» **Description of the task**:
Extend the piece on diabetes and gum disease past its last sentence with a further paragraph or two.

» **Page extract**:
......

There is now overwhelming scientific evidence that diabetes mellitus and periodontal disease have a biological link1 and a two-way relationship,2 although the mechanism remains unclear. People with diabetes have a 3-4 times greater risk of developing periodontal disease than people who don't, rising to ten times for smokers.3

Dentists have been taught about these links, first described in 1928,4 but doctors have not; not least in the UK, as a question about dental status has been omitted from the National Institute for Health and Care Excellence (NICE) annual diabetic systems checks and the Department of Health and Social Security's own website until June 2022. It is clear that treatment for periodontal disease improves glycaemic control,5 may lead to a reduction in diabetic medications and reduces the severity of the known medical complications.5

While this should be helpful for those people with diabetes who do access dental care, there is at least half of the UK population who do not. How are they going to find out about a possible health benefit of dental care?

It follows that there is a need to inform doctors and for they and dentists to work together.6,7Doctors cannot do it themselves because they do not know. That educational lead should come from dentists as follows:

  • For those people with diabetes who do have dental care, send a copy of the Basic Periodontal Examination scores with an explanation about what they mean either directly to your patient's general practitioner (GP) or via the patient themselves.7 The highest overall score from the sextants is the risk factor. Ask in return for the HbA1c glycated haemoglobin scores. These two scores have been classified using a traffic light (red, amber and green) system to simplify identifying the level of risk (Appendix 1)

  • Dental postgraduate tutors should contact their medical counterparts and find a lecturer who can talk to doctors about this important omission in their professional training and knowledge

  • Deans of dental schools should contact the deans of medical schools about adding this to the curriculum and find a lecturer who can talk to medical students about this important omission in their professional training and knowledge

  • NICE have been asked to add dental questions8 as the sixth complication9 to doctors' annual diabetic health checks for five other conditions. Now, doctors should advise their patients living with diabetes that they are at greater risk of developing periodontitis and that periodontal treatment may improve glycaemic control. However, dentists have not been informed of this change in medical practice.

There is a compelling argument for a paradigm shift in the care of people with diabetes for both doctors and dentists and a need to identify those patients who are at greatest risk. This should be straightforward for patients attending for dental care if the proposed pro forma (Appendix 1) is trialled.

......

» **Data extracts**:
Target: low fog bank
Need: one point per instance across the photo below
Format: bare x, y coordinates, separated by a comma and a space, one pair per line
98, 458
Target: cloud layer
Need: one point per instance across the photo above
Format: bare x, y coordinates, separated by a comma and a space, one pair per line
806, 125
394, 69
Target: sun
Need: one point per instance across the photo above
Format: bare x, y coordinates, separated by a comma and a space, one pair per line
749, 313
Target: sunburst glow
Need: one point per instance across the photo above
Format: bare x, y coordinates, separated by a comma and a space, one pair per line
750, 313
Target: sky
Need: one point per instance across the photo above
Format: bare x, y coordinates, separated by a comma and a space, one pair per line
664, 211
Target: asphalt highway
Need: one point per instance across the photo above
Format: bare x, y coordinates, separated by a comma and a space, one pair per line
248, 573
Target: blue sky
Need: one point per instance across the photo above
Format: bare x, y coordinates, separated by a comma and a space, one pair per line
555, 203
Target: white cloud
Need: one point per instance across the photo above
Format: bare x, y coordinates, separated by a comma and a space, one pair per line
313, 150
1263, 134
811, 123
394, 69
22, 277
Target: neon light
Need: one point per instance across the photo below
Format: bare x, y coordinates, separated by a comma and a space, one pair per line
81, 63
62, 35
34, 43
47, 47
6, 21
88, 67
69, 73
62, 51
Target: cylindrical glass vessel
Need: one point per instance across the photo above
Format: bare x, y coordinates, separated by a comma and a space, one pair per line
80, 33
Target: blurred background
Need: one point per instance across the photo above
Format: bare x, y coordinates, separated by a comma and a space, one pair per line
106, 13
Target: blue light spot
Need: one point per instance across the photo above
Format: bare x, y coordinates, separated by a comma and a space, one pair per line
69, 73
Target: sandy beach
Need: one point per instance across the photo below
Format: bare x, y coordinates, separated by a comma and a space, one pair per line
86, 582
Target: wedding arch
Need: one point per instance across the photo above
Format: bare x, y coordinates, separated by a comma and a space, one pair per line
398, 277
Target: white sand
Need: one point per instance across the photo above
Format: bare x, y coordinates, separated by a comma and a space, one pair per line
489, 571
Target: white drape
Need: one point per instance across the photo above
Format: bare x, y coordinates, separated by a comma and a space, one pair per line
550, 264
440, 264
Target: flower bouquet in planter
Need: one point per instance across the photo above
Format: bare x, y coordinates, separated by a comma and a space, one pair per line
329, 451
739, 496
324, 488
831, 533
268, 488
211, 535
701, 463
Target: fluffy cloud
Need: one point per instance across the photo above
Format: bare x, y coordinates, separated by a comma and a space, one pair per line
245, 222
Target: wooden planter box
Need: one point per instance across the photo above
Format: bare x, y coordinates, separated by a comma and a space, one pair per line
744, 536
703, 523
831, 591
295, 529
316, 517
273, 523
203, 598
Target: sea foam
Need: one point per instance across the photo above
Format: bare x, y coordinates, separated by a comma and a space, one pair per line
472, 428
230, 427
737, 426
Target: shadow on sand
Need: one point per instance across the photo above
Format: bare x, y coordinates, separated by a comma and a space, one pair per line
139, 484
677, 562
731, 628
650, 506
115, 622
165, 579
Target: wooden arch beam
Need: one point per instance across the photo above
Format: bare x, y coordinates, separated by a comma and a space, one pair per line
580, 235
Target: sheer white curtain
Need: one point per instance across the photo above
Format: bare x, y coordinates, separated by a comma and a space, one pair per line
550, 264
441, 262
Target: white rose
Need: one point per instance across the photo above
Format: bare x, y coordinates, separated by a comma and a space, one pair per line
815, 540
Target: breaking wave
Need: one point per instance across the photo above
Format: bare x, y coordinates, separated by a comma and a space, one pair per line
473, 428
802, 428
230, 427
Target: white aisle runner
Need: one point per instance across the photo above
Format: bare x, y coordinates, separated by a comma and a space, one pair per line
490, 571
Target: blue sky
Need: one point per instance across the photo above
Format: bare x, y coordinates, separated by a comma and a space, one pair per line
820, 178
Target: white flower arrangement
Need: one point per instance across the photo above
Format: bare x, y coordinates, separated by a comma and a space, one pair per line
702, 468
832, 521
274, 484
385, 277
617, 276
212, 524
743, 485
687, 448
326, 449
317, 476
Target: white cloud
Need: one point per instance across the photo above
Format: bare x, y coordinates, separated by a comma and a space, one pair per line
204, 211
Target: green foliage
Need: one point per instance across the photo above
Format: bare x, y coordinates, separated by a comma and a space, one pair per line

......

» **Output**:
For those patients that doctors identify in the highest-risk groups that are not receiving dental care, where should they be referred for a dental screening and opinion when dentists have either left, or are planning to leave, the NHS and there is already insufficient capacity to cope? In the short term, this could include referrals for hospital consultants to dental departments, or for GPs, a referral to an expanded community dental service. A more radical solution to free up professional time could be to limit NHS dental checks to yearly rather than six-monthly. In the medium to long term, more dentists and hygienists should be recruited and trained. With these limitations, it follows that identification of people with diabetes in the highest-risk categories should have priority.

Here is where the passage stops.